● GIVEN EXERCISE
Reproduce every row below verbatim, character for character, omitting the pictures.
------------------------------------
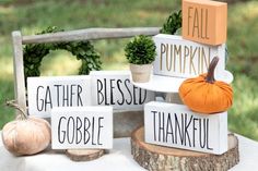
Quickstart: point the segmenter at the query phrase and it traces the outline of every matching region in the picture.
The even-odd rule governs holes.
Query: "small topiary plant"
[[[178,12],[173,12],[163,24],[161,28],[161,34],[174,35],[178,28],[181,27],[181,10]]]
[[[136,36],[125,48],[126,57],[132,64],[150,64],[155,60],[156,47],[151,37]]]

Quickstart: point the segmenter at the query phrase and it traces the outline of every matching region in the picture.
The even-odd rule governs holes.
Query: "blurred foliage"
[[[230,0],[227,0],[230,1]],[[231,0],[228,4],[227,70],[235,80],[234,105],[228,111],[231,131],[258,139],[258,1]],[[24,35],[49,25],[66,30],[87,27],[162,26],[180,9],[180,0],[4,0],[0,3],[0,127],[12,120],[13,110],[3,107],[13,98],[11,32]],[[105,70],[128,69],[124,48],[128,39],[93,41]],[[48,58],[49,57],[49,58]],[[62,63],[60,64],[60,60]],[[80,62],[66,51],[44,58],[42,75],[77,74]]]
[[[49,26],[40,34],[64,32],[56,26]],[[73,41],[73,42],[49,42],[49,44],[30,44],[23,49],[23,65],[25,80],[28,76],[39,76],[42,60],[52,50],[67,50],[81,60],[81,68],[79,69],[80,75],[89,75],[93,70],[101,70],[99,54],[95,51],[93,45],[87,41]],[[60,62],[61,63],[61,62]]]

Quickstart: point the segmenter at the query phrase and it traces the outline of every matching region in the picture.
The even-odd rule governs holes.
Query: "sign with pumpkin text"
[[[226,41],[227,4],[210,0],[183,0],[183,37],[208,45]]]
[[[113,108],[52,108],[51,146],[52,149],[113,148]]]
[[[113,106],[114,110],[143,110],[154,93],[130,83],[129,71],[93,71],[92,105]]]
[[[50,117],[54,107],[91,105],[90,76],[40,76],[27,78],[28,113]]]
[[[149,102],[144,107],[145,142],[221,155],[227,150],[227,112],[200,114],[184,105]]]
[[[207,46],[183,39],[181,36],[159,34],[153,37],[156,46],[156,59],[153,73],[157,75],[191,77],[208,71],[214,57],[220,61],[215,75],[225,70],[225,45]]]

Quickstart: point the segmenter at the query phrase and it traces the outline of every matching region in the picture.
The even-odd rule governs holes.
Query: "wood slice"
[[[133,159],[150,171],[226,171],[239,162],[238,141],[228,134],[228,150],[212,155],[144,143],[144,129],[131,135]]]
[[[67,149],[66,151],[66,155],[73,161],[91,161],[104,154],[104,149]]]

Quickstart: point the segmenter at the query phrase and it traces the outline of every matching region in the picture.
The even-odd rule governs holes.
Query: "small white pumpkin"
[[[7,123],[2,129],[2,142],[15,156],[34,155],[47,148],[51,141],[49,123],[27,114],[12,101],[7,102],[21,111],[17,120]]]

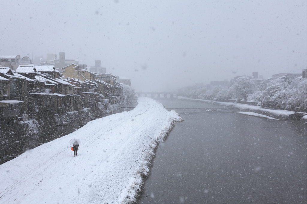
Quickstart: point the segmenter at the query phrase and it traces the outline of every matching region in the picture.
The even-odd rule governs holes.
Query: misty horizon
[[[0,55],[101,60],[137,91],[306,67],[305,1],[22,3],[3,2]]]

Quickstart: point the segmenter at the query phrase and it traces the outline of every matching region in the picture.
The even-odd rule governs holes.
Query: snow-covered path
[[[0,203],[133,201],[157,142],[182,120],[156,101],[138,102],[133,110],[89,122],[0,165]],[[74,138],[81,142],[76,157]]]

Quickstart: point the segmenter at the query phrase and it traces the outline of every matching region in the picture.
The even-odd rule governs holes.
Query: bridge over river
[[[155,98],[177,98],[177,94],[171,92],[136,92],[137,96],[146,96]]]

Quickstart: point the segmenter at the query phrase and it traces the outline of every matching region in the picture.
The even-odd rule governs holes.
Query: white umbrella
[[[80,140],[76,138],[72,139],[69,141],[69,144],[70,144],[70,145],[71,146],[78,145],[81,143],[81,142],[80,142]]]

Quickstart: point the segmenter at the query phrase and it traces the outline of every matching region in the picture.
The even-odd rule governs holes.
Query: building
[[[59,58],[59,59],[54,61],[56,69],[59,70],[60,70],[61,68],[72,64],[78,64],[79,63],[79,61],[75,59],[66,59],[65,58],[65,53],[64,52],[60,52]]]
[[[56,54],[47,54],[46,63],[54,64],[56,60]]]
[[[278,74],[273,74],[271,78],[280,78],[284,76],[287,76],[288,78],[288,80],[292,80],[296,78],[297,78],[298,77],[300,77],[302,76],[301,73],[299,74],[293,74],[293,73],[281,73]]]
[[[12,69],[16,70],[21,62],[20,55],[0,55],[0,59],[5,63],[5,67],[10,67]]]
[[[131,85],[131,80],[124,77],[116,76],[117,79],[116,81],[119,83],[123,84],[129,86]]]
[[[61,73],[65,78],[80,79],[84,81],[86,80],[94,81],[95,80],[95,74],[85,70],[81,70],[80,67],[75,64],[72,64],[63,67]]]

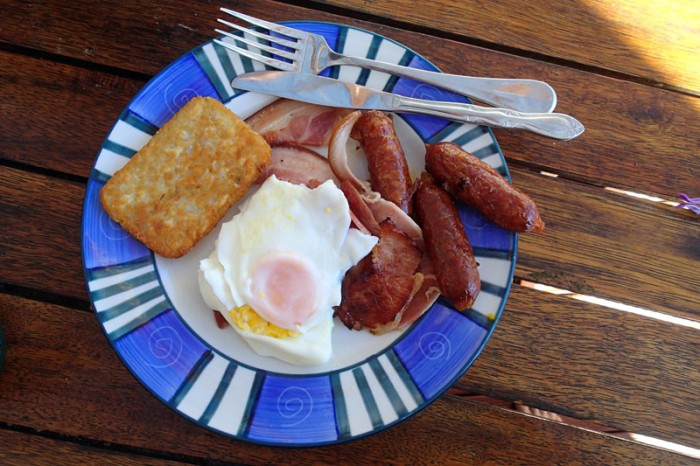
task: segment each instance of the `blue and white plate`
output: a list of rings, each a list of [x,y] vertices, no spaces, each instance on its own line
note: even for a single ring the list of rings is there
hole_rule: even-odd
------------------------------------
● ANSWER BELOW
Quickstart: point the segmenter at the query phrase and it traces the outline of every matching region in the picture.
The even-odd rule governs holes.
Query: "small topiary plant"
[[[178,12],[173,12],[163,24],[161,28],[161,34],[174,35],[178,28],[181,27],[181,10]]]
[[[136,36],[125,48],[126,57],[132,64],[150,64],[155,60],[156,47],[151,37]]]

Quickstart: point the segmenter at the query phrase and it traces the outline of every matching region in the picture.
The even-odd rule governs holes.
Query: "blurred foliage"
[[[230,0],[227,0],[230,1]],[[231,0],[228,4],[227,70],[235,80],[234,105],[228,111],[231,131],[258,139],[258,1]],[[24,35],[49,25],[66,30],[87,27],[162,26],[180,9],[180,0],[4,0],[0,3],[0,127],[12,120],[13,110],[3,107],[13,98],[11,32]],[[105,70],[128,69],[124,48],[128,39],[93,41]],[[48,58],[49,57],[49,58]],[[62,63],[60,64],[60,60]],[[80,62],[66,51],[44,58],[42,75],[77,74]]]
[[[49,26],[40,34],[64,32],[56,26]],[[73,41],[73,42],[49,42],[49,44],[30,44],[23,49],[23,65],[25,80],[28,76],[39,76],[42,60],[52,50],[67,50],[81,60],[81,68],[79,69],[80,75],[89,75],[93,70],[101,70],[99,54],[95,51],[93,45],[87,41]],[[60,62],[61,63],[61,62]]]

Quickstart: point the segmenter at the query phrase and it traces the outline of every matching region in the picture.
The even-odd rule governs holes.
Query: "sign with pumpkin text"
[[[226,41],[227,4],[210,0],[183,0],[183,37],[208,45]]]
[[[113,108],[52,108],[51,146],[52,149],[113,148]]]
[[[113,106],[114,110],[143,110],[154,93],[130,83],[129,71],[93,71],[92,105]]]
[[[50,117],[54,107],[91,105],[90,76],[40,76],[27,78],[28,113]]]
[[[149,102],[144,107],[145,142],[221,155],[227,150],[227,112],[200,114],[184,105]]]
[[[207,46],[183,39],[181,36],[159,34],[153,37],[156,46],[156,59],[153,73],[157,75],[191,77],[208,71],[214,57],[220,61],[215,75],[225,70],[225,45]]]

Quickstart: point the segmenter at the query phrase and it traces the outline of every matching region in the picture.
The even-odd rule governs holes.
Query: "wood slice"
[[[133,159],[150,171],[226,171],[239,162],[238,141],[228,134],[228,150],[212,155],[144,143],[144,129],[131,135]]]
[[[67,149],[66,151],[66,155],[73,161],[91,161],[104,154],[104,149]]]

Quickstart: point the segmenter at the query phrase and it traces the outline of every matching region in the picture.
The even-odd rule governs holes.
Query: "small white pumpkin"
[[[7,123],[2,129],[2,142],[15,156],[34,155],[47,148],[51,141],[49,123],[27,114],[12,101],[7,102],[21,111],[17,120]]]

Quickstart: point the segmenter at the query phrase and it traces the outline of every matching region in the picture.
The even-odd rule governs holes.
Query: misty horizon
[[[0,55],[101,60],[137,91],[306,67],[305,1],[22,3],[3,2]]]

Quickstart: point the segmenter at the query phrase and it traces the outline of every matching region in the picture.
The even-odd rule governs holes.
Query: snow-covered path
[[[0,203],[133,201],[157,142],[182,120],[156,101],[138,102],[133,110],[89,122],[0,165]],[[74,138],[81,142],[76,157]]]

Quickstart: point the segmenter at the query phrase and it traces the outline of every matching region in the picture.
The even-odd rule governs holes.
Query: bridge over river
[[[155,98],[177,98],[177,94],[171,92],[136,92],[137,96],[146,96]]]

Quickstart: point the segmenter at the query phrase and it traces the outline of every matching region in the picture.
The even-odd rule governs holes.
Query: white umbrella
[[[80,140],[76,138],[72,139],[69,141],[69,144],[70,144],[70,145],[71,146],[78,145],[81,143],[81,142],[80,142]]]

Quickstart: point the segmenter at the query phrase and it traces the outline of every matching region in the picture.
The even-odd rule governs holes.
Query: building
[[[59,58],[59,59],[54,61],[56,69],[59,70],[60,70],[61,68],[72,64],[78,64],[79,63],[79,61],[75,59],[66,59],[65,58],[65,53],[64,52],[60,52]]]
[[[56,54],[47,54],[46,63],[54,64],[56,60]]]
[[[278,74],[273,74],[271,78],[280,78],[284,76],[287,76],[288,78],[288,80],[292,80],[296,78],[297,78],[298,77],[300,77],[302,76],[301,73],[299,74],[293,74],[293,73],[281,73]]]
[[[12,69],[16,70],[21,62],[20,55],[0,55],[0,59],[5,63],[5,67],[10,67]]]
[[[131,85],[131,80],[124,77],[116,76],[117,79],[116,81],[119,83],[123,84],[129,86]]]
[[[61,73],[65,78],[80,79],[84,81],[86,80],[94,81],[95,80],[95,74],[85,70],[81,70],[80,67],[75,64],[72,64],[63,67]]]

task: segment each instance of the `blue and white plate`
output: a list of rings, each a list of [x,y] vertices, no spaces, each instance on its own line
note: even for a single ring the list of rings is there
hole_rule: even-odd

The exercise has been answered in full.